→ **What you are asked to do**
Collect every line from the records below that contains the string "grass".

[Begin Material provided]

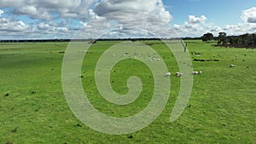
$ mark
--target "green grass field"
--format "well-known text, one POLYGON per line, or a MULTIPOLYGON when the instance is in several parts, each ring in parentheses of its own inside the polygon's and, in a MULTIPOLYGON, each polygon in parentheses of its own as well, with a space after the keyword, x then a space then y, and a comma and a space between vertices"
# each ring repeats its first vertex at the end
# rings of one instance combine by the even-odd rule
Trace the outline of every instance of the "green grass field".
MULTIPOLYGON (((101 55, 116 43, 98 42, 89 49, 81 69, 82 82, 89 100, 100 112, 127 117, 150 101, 154 79, 143 63, 122 60, 111 72, 113 89, 125 94, 125 79, 137 75, 143 83, 141 95, 127 106, 104 100, 95 84, 95 66, 101 55)), ((194 76, 192 95, 182 116, 169 122, 180 84, 180 78, 172 75, 169 101, 158 118, 140 131, 120 135, 90 130, 69 109, 61 85, 64 54, 60 53, 66 50, 67 43, 0 43, 0 144, 255 143, 256 51, 211 46, 215 42, 186 43, 192 60, 219 61, 193 61, 194 70, 203 73, 194 76), (230 68, 230 64, 236 66, 230 68)), ((170 72, 178 72, 166 46, 151 47, 170 72)))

[End Material provided]

→ **Task result**
--target "green grass field"
Trace the outline of every instance of the "green grass field".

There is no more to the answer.